▶ _EXTRAIT SOURCE_
☆ ☆ ☆ ☆ ☆ ☆ ☆
Cuba, quelle est la réalité de ce pays et le quotidien de ses habitants

  • Post category:Voyage
Le drapeau de la ville de Cuba

Oubliez les cartes postales, les plages paradisiaques et les mojitos. Cuba possède son revers de médaille. En particulier, Yoani Sánchez le décrit comme seuls les Cubains peuvent le faire. Elle nous amène doucement, à comprendre la frustration de toute une génération, celle née depuis les années soixante. Elle nous révèle la face cachée d’un système que l’auteure ne cesse de remettre en question en utilisant son meilleur atout, l’écriture. En fait, Yoani Sánchez exerce de façon brillante ce qui devrait aller de soi partout dans le monde, mais qui est brimé dans cette île où l’État contrôle tout ce qui peut être dit et écrit : sa liberté d’expression. Elle nous fait découvrir ce que souvent nous ne voulons (ou ne pouvons) pas voir.

Comment pouvoir témoigner de tout cela. Comment pouvoir montrer, démontrer, à ceux qui vivent dans un État de droit, à ceux qui sont protégés par une constitution, à ceux qui savent ce qu’est la civilisation, qui peuvent se réclamer des lois, qui peuvent compter sur la logique de la raison s’ils font un plan, attendre une récompense s’ils se sacrifient. Comment leur expliquer, leur faire voir, ce qu’est réellement l’injustice, le fanatisme, la misère, la répression, la terreur… 

Un agent de la police cubaine

Aucun livre, aucune phrase, rien ne pourra faire comprendre à ceux qui ne subissent pas cela, que le simple fait de rêver ou de réfléchir peut sembler ridicule et dangereux dans une région où se procurer une boîte de lait relève de l’héroïsme !

Voiture cubaine rouge

Au pays de Raul Castro, on a parfois l’impression que le temps s’est arrêté dans les années 1960. Les réformes engagées depuis une décennie ont contribué à modifier le paysage cubain, mais sans parvenir à donner un nouveau rythme à l’île caribéenne.
☆ ☆ ☆ ☆ ☆ ☆ ☆
▶ _DONNÉES AFFICHÉES_
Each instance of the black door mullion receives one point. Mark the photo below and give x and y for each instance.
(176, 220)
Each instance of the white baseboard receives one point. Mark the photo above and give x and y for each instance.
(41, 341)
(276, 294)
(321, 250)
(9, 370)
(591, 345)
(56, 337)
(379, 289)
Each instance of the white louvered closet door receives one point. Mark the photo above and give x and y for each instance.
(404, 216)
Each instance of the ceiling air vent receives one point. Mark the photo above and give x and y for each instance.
☆ ☆ ☆ ☆ ☆ ☆ ☆
▶ _CONSIGNE 1_
D'après l'extrait sur Cuba, quel est le meilleur atout de Yoani Sánchez pour remettre le système en question ?
▶ _CONSIGNE 2_
Poursuivez le texte sur Cuba à la suite de sa dernière phrase.

▶ _RÉPONSE ATTENDUE 1_
L'écriture.

▶ _RÉPONSE ATTENDUE 2_
Devant les bâtiments délabrés du centre-ville, une scène typique : les joueurs de dominos sont attablés sur le trottoir sous l’œil de riverains accoudés à leur balcon, à peine troublés par le bruit des moteurs bricolés de vieilles américaines. Cette vision indolente et surannée de la vie cubaine, qui ravit les touristes, est souvent associée au système communiste dans un pays où la file d’attente est devenue un art de vivre et la lourdeur bureaucratique une fatalité. Ils vivent au ralenti, à cause du tempo imprimé par le socialisme, parce qu’ici le temps n’est pas précieux. Ici, très peu de personnes produisent pour elles-mêmes.

Il n’y a pas d’horaires, pas de rituels, on ne doit jamais arriver nulle part dans l’urgence, les problèmes de transport transforment les Cubains en personnes officiellement non ponctuelles, figées dans l’immobilité de Cuba.

Le subconscient de tout Cubain est une salle d’attente, ils ont appris à attendre sans qu’ils s’en rendent compte, surenchérit Alejandro Campins, artiste plasticien cubain qui a fait de la léthargie de l’île un de ses thèmes favoris.

Un vendeur de tableau dans un ruelle à Cuba

Le fait de faire la queue « est dans notre ADN. Accéder facilement à un service, à de la nourriture, ce genre de choses, est toujours un problème », confirme Daniel, agent portuaire de 36 ans habitué des nombreuses files d’attente du centre-ville de La Havane.

Immense affiche cubaine

Les communications aussi posent un problème à Cuba. N’importe qui de nos jours, en Europe, échange par Skype, Facebook, Google ou tout autre moyen de communication, mais ici tous ces sites sont prohibés. À Cuba, très peu de foyers ont accès à Internet, seuls les plus aisés peuvent se l’offrir, avec un débit incroyablement bas. Certains cybers proposent l’accès au web, mais les Cubains ne roulant pas sur l’or, dépensent rarement pour ce service. 

Le seul moyen pour échanger par email (interdiction de toute pièce jointe) est d’acheter une carte télécoms et de se mettre comme toute la population à proximité d’un spot wifi gouvernemental, assis sur un trottoir avec son smartphone, sa tablette ou son ordinateur portable et beaucoup de patience. De même, pas de possibilité d’un accès à un site marchand comme Amazon ou autre pour commander son livre préféré. Seules quelques librairies ou bibliothèques pourront vous procurer leur littérature officielle.

Évolution de la littérature cubaine

C’est une continuité, voire une contiguïté viscérale, qui régit la culture cubaine de la fin du XXe siècle et des débuts du XXIe. Une unité par-delà les affrontements de toute nature, constituée d’un attachement culturel et affectif à une identité, une « cubanité ».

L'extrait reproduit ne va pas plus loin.